-- BEGIN --

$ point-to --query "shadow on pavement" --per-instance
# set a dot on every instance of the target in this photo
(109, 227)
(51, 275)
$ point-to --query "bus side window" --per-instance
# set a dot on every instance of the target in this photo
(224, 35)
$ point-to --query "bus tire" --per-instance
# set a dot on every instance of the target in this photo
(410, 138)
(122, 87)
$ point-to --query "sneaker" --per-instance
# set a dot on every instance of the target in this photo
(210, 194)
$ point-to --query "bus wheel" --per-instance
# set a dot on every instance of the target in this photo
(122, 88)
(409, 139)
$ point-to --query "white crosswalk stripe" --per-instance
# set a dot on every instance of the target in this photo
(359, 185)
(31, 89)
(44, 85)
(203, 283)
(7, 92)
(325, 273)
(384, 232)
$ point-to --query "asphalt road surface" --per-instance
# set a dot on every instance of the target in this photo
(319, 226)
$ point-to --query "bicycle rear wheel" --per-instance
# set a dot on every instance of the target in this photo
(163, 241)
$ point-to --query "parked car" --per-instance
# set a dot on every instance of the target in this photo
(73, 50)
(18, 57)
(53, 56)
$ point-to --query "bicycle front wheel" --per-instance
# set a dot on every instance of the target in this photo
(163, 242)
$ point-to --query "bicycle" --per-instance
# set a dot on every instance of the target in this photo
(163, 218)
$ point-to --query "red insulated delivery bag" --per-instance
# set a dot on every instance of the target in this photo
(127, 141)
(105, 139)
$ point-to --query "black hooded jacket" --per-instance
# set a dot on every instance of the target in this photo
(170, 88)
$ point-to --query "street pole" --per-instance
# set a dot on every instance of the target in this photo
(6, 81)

-- END --

Requirements
Your task is to print the whole listing again exactly.

Completed task
$ point-to --query "shadow on pavement" --per-instance
# set a dot on every instance of the target in this photo
(109, 227)
(51, 275)
$ point-to --query "bus side window" --per-instance
# set a dot on every instance of the target in this photo
(224, 35)
$ point-to --query "bus tire" --per-instance
# set a dot on every instance of the target in this photo
(410, 138)
(122, 87)
$ point-to --query "sneaker" --per-instance
# set a dot on every instance of the target in this photo
(210, 194)
$ point-to --query "bus wheel" --per-instance
# set a dot on every instance of the target in this photo
(122, 88)
(409, 139)
$ point-to --query "white crosswalk stripe" --per-instance
# set a dot on every instance of the target in this photo
(359, 185)
(31, 89)
(44, 85)
(203, 283)
(7, 92)
(325, 273)
(384, 232)
$ point-to --query "asphalt road surface" --per-instance
# set a dot on every instance of the target in this photo
(319, 226)
$ point-to --query "bicycle rear wheel" --per-instance
# set a dot on every instance of the target in this photo
(163, 241)
$ point-to --query "parked car" --per-instance
# set a dot on every instance of the target in this photo
(73, 50)
(18, 57)
(53, 56)
$ point-to --query "bicycle front wheel" --per-instance
# set a dot on every instance of the target in this photo
(163, 242)
$ point-to --query "bicycle" --per-instance
# set a dot on every instance of the target in this photo
(163, 218)
$ point-to --query "red insulated delivery bag" --per-instance
# set a dot on every instance of the target in this photo
(127, 141)
(105, 139)
$ point-to --query "black hooded jacket" --per-instance
# set a dot on every instance of the target in this photo
(170, 88)
$ point-to --query "street pole" --per-instance
# set a dot on every instance of the target in this photo
(6, 81)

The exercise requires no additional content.